··· Data shown
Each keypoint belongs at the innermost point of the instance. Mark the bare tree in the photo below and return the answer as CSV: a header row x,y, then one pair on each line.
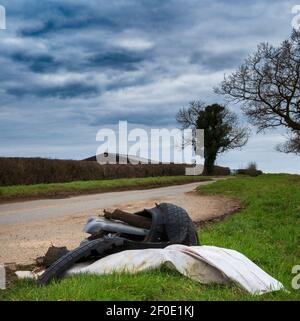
x,y
292,145
221,129
268,85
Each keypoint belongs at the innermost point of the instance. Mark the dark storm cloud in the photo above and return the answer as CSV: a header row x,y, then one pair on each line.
x,y
36,62
117,60
82,64
218,61
66,91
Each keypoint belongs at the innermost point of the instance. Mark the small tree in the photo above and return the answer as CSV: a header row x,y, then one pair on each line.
x,y
221,130
268,86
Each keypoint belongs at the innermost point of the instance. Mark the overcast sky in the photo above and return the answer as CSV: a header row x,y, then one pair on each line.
x,y
69,68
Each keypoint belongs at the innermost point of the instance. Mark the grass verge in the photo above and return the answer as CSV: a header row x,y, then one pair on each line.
x,y
267,230
21,192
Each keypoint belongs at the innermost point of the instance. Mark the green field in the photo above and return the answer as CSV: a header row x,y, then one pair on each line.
x,y
17,192
267,230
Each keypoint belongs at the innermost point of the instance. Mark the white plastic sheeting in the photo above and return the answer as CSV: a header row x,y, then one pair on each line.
x,y
205,264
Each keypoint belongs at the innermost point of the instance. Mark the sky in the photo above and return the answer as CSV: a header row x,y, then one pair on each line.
x,y
69,68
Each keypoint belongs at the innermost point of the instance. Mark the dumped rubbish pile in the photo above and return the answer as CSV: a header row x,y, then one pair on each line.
x,y
164,235
158,227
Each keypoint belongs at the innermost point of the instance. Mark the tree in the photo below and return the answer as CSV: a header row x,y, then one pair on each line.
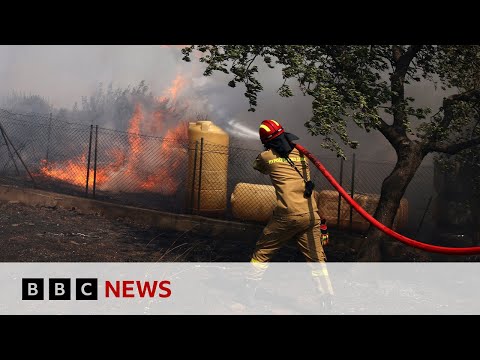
x,y
366,84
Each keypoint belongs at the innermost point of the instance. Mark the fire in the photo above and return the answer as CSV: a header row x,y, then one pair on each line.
x,y
147,164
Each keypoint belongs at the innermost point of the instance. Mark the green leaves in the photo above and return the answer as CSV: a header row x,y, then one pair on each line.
x,y
351,83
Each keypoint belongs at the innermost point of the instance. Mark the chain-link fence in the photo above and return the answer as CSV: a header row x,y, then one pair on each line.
x,y
173,174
······
What is needed ->
From the line containing "Mark the chain-link" down to the end of the listing above, return each line exactly as it appears and nothing more.

Response for this exercise ->
Each keypoint belongs at the innermost point of the instance. Mark the chain-link fence in the photo above and return the answer as CSV: a header row x,y, then one pair on each line.
x,y
173,174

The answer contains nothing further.